Try it
Whenever a line in the material below includes "orange", copy that line.
○ ○ ○ ○ ○
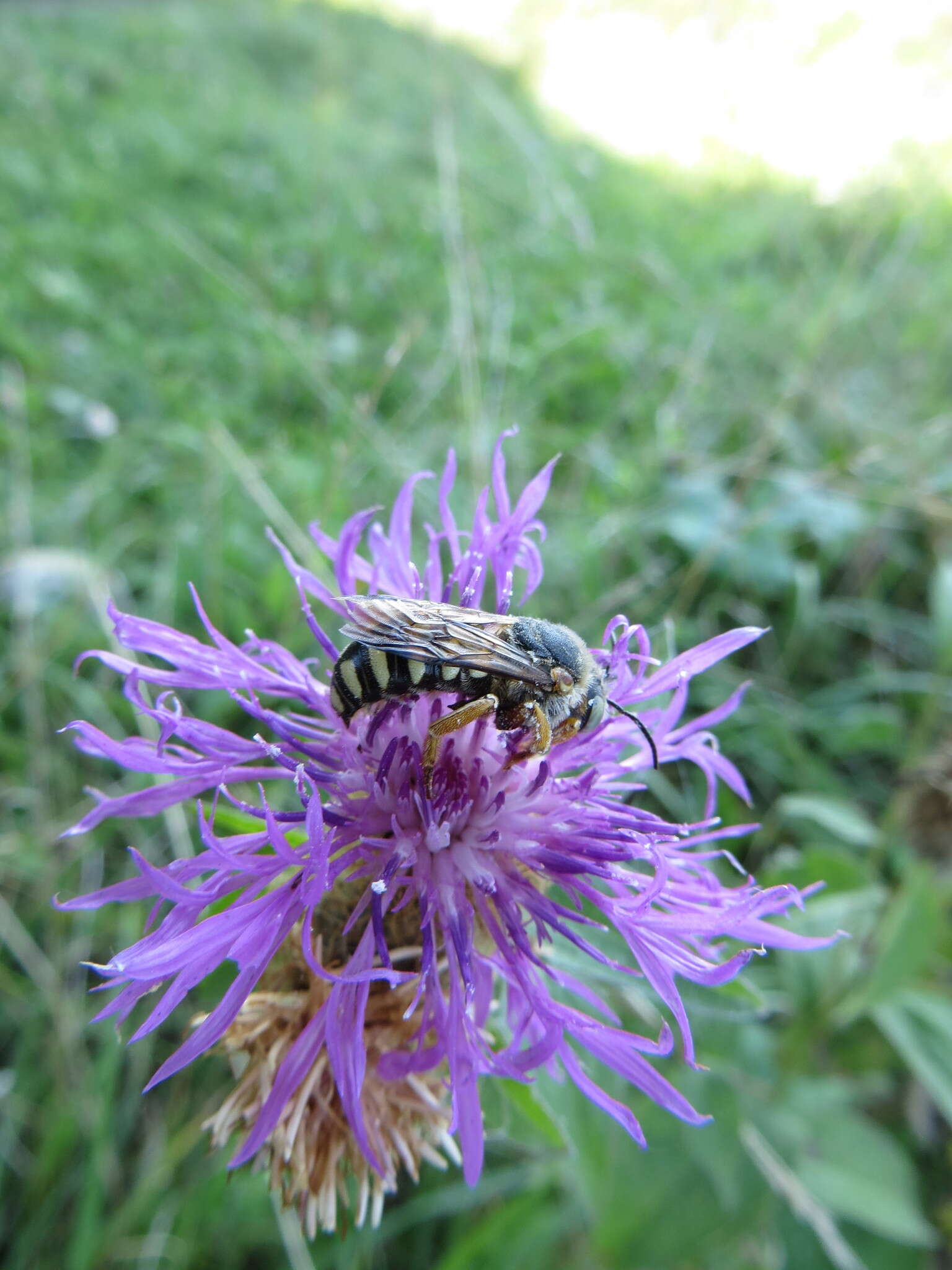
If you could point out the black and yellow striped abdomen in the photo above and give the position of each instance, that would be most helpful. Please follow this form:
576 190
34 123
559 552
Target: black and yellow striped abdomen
366 675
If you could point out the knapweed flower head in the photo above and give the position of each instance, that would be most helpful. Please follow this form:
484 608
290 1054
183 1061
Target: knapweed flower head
392 945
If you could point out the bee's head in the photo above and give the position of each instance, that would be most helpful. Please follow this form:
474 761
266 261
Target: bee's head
596 704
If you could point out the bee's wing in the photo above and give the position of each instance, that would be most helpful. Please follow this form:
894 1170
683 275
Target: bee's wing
441 633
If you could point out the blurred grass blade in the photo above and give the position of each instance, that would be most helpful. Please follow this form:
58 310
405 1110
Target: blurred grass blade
919 1025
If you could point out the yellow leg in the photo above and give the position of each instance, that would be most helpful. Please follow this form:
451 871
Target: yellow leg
540 739
454 722
566 729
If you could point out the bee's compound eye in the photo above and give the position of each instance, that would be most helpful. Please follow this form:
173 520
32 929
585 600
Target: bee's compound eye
597 713
563 680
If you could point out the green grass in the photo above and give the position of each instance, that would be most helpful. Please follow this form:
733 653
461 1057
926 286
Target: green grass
298 253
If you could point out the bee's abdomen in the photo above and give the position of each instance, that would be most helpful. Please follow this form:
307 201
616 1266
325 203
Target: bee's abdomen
366 675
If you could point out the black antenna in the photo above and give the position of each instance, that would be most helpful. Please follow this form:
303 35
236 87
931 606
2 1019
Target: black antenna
641 728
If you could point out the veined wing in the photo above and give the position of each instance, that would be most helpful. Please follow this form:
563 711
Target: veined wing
441 633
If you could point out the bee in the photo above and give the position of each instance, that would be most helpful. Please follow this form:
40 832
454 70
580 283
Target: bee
531 675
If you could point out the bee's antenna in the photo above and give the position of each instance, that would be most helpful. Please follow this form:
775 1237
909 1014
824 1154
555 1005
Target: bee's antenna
641 728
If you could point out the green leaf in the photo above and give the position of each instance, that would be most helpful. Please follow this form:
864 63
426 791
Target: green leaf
860 1173
941 611
906 940
919 1025
528 1101
840 818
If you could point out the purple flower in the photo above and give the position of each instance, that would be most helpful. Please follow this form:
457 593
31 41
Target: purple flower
454 907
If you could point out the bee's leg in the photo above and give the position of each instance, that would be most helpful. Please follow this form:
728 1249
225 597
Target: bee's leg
456 719
540 735
566 729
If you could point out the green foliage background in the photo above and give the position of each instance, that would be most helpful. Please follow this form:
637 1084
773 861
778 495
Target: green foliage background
296 253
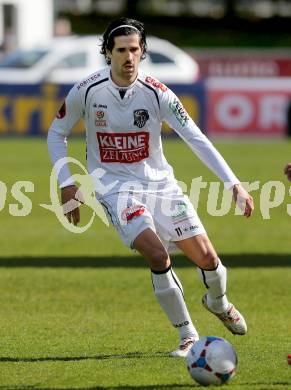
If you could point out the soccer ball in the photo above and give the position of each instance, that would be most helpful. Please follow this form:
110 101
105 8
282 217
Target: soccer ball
211 361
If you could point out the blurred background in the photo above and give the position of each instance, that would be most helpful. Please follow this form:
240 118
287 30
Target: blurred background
233 75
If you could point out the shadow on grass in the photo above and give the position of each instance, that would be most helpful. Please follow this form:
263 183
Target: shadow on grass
129 355
147 387
259 386
179 261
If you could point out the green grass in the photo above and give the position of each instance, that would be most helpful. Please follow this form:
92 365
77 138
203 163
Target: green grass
78 312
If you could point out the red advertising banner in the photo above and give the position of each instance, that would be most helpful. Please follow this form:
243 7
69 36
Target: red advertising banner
247 107
224 63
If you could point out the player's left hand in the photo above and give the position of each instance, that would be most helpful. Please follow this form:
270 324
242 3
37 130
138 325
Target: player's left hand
243 199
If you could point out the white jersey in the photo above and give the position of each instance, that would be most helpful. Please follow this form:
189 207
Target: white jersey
123 132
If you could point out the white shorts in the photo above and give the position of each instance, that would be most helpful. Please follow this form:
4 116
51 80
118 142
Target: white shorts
170 214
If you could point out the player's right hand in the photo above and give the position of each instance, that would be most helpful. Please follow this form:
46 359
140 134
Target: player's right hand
71 200
287 171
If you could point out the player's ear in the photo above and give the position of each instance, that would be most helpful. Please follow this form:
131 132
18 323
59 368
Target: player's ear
108 54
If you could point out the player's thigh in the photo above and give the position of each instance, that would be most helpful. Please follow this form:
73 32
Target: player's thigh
148 244
200 250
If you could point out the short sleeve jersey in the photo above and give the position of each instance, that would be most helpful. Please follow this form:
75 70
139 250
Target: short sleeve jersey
123 130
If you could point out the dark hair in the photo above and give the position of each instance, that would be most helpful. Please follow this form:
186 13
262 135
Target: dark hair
126 29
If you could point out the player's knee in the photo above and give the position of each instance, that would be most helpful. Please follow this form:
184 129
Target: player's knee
159 259
209 261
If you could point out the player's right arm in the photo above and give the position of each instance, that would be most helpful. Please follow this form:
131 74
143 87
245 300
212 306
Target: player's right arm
68 115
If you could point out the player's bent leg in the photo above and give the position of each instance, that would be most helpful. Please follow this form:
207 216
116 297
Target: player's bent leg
214 276
168 289
148 244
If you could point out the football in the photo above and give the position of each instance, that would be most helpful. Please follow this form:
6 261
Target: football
212 361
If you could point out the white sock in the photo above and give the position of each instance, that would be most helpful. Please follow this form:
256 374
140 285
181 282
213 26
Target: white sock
169 293
215 282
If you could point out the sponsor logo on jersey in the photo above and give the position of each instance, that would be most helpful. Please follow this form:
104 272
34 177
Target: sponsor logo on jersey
99 114
84 83
140 116
179 111
123 147
62 111
99 120
131 212
191 228
156 84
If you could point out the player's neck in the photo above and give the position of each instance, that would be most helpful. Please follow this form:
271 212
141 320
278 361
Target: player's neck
121 81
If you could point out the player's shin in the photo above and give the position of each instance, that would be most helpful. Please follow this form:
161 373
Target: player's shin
169 294
215 282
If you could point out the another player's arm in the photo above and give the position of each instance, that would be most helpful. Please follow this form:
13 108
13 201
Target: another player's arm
176 116
68 115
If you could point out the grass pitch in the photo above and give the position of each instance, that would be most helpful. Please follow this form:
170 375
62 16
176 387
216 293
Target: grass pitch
77 311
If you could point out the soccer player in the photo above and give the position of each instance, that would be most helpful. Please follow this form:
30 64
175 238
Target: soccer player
123 110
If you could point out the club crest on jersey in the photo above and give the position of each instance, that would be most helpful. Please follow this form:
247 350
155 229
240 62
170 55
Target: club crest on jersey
140 117
99 119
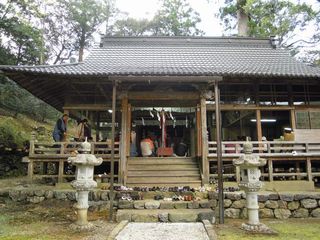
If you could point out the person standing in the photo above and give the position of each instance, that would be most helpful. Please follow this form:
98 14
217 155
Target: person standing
83 130
60 129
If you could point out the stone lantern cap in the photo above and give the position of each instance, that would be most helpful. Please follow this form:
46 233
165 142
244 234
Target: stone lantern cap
248 159
85 147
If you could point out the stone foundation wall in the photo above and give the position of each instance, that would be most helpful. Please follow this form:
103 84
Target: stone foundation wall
273 205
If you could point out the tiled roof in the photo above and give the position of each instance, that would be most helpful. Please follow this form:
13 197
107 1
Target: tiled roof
154 56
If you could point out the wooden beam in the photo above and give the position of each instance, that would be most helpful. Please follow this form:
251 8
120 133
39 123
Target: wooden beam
93 107
163 95
238 107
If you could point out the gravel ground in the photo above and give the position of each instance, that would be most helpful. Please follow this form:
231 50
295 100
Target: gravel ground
163 231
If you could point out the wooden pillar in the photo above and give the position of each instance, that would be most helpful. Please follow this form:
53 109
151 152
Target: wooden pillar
238 178
270 170
199 139
292 119
219 153
114 99
204 140
259 128
123 143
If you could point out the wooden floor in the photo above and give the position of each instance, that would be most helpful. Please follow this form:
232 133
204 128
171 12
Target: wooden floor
166 171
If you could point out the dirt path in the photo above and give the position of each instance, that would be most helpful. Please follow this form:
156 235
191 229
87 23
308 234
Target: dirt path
160 231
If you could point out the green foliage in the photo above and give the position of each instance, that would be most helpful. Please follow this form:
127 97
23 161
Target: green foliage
131 27
21 41
174 18
84 17
280 18
10 136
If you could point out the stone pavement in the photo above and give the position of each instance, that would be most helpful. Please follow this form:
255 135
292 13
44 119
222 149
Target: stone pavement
163 231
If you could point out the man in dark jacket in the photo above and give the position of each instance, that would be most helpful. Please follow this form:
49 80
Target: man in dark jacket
60 129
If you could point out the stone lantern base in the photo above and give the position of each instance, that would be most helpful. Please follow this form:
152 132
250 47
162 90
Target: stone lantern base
259 228
82 228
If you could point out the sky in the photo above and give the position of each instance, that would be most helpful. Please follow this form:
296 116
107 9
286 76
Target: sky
206 8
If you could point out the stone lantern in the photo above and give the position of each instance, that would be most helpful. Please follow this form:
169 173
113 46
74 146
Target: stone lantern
84 162
250 182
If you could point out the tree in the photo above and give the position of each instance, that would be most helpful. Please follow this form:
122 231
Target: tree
176 18
280 18
84 17
131 27
21 41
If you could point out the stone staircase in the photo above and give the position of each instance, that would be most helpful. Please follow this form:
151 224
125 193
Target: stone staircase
163 211
163 171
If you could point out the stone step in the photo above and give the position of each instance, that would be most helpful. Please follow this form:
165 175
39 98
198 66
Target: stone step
162 161
193 184
179 181
165 215
180 167
161 173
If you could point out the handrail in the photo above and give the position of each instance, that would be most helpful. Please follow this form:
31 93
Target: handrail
267 148
65 149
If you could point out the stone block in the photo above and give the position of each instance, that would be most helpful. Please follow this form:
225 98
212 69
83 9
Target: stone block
286 197
227 203
206 216
271 204
17 195
183 217
282 213
212 195
180 205
293 205
48 194
316 213
124 204
244 213
301 213
35 199
96 195
150 217
60 195
193 205
152 205
213 203
104 196
138 204
204 204
263 198
163 217
39 192
233 196
166 205
71 196
309 203
298 197
232 213
282 204
266 213
273 196
122 216
239 204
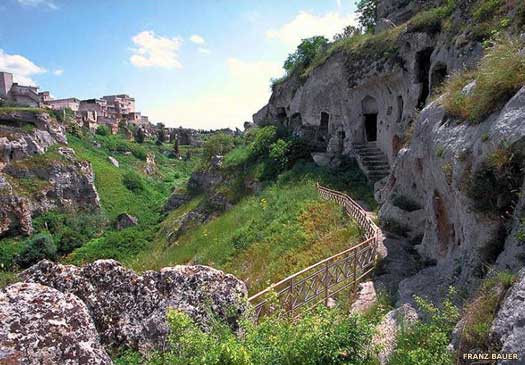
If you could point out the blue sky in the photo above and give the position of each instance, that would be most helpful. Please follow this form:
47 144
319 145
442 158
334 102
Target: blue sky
202 64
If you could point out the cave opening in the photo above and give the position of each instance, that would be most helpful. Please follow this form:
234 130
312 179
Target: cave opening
422 73
371 127
438 75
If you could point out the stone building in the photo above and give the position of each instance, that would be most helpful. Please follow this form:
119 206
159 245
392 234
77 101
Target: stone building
19 94
61 104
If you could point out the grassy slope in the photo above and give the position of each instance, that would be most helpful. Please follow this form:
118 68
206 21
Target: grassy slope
263 238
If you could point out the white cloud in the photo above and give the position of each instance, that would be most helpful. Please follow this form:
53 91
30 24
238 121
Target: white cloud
34 3
230 103
155 51
197 39
306 25
21 68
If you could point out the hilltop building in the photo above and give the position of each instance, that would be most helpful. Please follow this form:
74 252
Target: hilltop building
19 94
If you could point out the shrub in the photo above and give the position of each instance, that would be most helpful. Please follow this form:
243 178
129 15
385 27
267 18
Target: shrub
480 312
218 144
102 130
38 247
133 181
322 337
500 74
426 341
305 53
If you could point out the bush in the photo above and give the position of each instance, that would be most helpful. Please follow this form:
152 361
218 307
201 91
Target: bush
102 130
426 341
40 246
133 181
498 77
305 53
322 337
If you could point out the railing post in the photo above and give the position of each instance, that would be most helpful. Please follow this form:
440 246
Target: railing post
326 284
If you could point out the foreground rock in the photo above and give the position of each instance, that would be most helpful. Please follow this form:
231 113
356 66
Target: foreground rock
509 326
40 325
130 310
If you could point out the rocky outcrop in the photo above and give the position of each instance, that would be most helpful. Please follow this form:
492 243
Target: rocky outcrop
508 328
38 173
41 325
429 195
130 309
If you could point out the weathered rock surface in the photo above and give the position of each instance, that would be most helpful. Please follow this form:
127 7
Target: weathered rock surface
387 330
129 309
41 325
434 171
508 327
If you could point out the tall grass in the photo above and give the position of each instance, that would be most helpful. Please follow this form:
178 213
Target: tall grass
501 73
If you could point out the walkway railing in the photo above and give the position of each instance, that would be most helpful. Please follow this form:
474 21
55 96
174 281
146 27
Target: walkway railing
318 283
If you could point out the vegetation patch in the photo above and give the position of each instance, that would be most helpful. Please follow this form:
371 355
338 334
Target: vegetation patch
498 77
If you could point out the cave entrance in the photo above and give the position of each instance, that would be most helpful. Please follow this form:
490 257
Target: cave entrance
439 74
370 111
422 73
371 127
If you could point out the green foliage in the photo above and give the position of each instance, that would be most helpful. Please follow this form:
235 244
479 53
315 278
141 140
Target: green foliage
425 342
133 181
321 337
431 20
102 130
367 10
498 77
305 53
480 312
218 144
40 246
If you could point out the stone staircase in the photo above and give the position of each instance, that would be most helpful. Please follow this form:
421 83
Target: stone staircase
372 160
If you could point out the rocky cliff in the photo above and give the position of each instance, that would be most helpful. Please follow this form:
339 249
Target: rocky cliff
64 314
38 172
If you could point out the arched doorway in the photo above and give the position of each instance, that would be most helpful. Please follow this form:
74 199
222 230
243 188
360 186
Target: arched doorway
370 111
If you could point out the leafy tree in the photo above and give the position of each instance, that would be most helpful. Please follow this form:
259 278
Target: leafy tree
349 32
367 10
305 53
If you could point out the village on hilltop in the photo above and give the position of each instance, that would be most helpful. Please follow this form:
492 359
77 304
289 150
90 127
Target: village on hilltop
111 111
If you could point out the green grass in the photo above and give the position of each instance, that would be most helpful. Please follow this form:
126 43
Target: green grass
499 76
263 238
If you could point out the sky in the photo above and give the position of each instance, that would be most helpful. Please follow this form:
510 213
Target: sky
196 63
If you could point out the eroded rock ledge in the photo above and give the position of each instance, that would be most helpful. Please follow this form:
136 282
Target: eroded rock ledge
115 307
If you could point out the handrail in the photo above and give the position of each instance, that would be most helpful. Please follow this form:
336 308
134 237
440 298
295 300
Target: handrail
330 275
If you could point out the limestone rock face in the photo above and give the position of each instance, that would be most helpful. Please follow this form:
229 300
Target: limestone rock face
130 310
509 326
434 173
35 178
40 325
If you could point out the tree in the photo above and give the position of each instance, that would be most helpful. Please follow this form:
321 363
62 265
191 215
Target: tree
367 10
140 135
349 32
305 53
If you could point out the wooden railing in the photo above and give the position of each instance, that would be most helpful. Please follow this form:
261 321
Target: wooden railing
318 283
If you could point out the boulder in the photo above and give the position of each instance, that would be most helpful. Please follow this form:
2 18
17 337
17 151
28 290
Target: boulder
508 328
125 220
130 309
41 325
387 330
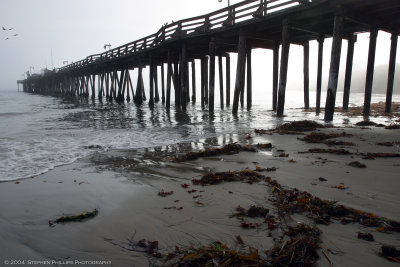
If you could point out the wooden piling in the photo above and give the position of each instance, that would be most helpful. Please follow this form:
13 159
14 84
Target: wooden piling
392 69
240 72
162 83
202 81
156 96
370 70
228 80
151 80
169 78
284 67
221 82
334 68
275 76
206 80
349 70
193 81
212 75
319 73
306 72
249 77
183 76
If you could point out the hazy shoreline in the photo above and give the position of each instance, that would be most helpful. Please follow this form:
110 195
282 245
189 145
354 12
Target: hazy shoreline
123 186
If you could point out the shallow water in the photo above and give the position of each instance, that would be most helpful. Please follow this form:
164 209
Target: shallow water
38 133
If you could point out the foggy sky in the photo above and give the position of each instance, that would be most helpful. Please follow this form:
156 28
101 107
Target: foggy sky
71 30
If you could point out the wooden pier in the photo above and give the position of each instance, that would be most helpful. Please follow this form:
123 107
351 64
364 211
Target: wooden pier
274 24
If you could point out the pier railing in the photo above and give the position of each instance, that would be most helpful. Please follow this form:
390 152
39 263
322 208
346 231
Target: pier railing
227 17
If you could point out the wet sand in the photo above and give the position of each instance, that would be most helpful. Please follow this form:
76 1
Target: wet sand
123 186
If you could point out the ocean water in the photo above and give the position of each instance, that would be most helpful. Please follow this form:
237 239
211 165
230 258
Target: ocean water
38 133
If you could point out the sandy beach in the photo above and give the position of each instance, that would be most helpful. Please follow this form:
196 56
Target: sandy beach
124 187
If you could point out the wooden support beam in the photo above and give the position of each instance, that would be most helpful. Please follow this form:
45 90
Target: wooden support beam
306 72
334 68
221 82
128 83
177 85
206 80
212 75
156 96
139 95
202 81
275 76
392 69
240 72
284 67
162 83
151 80
249 77
228 80
169 79
370 70
319 73
193 81
183 76
349 70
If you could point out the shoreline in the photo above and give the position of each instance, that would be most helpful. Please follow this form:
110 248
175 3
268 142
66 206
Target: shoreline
123 186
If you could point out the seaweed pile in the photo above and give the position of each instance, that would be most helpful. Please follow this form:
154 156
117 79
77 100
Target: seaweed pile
247 176
322 138
229 149
299 126
75 218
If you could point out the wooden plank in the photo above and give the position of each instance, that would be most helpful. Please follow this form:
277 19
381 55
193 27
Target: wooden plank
212 75
249 77
370 70
240 72
392 69
306 72
334 68
156 96
202 81
193 81
183 76
228 80
284 67
319 73
162 83
275 76
221 82
151 81
349 70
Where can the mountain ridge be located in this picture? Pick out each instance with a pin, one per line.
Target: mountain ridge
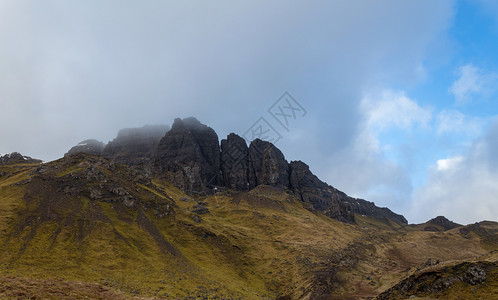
(190, 156)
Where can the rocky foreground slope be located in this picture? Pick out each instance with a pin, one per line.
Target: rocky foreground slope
(266, 229)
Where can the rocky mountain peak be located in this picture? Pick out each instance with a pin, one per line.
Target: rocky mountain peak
(16, 157)
(89, 146)
(443, 222)
(136, 146)
(189, 156)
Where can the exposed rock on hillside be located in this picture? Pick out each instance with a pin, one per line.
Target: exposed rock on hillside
(16, 157)
(331, 201)
(235, 162)
(443, 222)
(87, 146)
(189, 156)
(136, 146)
(447, 282)
(267, 165)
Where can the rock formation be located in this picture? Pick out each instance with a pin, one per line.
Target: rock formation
(189, 156)
(267, 165)
(443, 222)
(16, 157)
(136, 146)
(87, 146)
(331, 201)
(235, 162)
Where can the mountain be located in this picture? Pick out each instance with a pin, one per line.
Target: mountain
(16, 157)
(263, 228)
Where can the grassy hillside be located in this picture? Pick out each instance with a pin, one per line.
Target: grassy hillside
(86, 219)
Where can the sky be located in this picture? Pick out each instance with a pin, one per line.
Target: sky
(395, 102)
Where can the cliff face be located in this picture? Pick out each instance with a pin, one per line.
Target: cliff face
(87, 146)
(135, 146)
(190, 157)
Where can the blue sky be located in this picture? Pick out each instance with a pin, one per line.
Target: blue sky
(400, 96)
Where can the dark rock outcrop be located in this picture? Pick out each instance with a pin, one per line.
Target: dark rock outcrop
(16, 157)
(443, 222)
(267, 165)
(189, 156)
(235, 162)
(331, 201)
(136, 146)
(87, 146)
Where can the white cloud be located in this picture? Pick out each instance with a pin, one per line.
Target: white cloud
(472, 82)
(449, 164)
(451, 121)
(462, 188)
(394, 109)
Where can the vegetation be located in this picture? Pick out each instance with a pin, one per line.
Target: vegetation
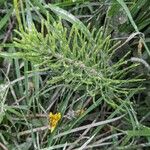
(74, 74)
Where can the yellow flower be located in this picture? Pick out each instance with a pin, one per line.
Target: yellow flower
(53, 120)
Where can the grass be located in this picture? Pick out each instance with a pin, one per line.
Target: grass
(78, 59)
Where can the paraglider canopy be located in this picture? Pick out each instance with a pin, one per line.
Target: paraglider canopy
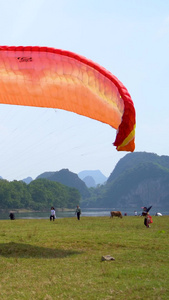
(48, 77)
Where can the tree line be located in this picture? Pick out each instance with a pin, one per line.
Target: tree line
(39, 195)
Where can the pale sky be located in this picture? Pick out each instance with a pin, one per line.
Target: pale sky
(130, 38)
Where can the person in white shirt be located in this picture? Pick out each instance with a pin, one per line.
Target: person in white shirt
(52, 214)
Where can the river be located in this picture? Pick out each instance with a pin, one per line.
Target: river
(69, 214)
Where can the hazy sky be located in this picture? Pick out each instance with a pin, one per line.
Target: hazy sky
(130, 38)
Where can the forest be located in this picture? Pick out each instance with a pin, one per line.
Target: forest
(39, 195)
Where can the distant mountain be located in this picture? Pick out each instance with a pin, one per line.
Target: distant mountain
(89, 181)
(98, 177)
(139, 179)
(27, 180)
(67, 178)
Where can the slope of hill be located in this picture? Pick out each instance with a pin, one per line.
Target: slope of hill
(139, 179)
(67, 178)
(98, 177)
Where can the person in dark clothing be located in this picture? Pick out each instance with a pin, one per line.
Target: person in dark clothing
(12, 216)
(78, 212)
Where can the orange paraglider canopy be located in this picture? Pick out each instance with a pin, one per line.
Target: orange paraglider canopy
○ ○ ○ ○ ○
Completed exercise
Where can the orange paraglider canopy be located in this picture? Pick out each instance with a pin, one per line.
Target: orange paraglider canopy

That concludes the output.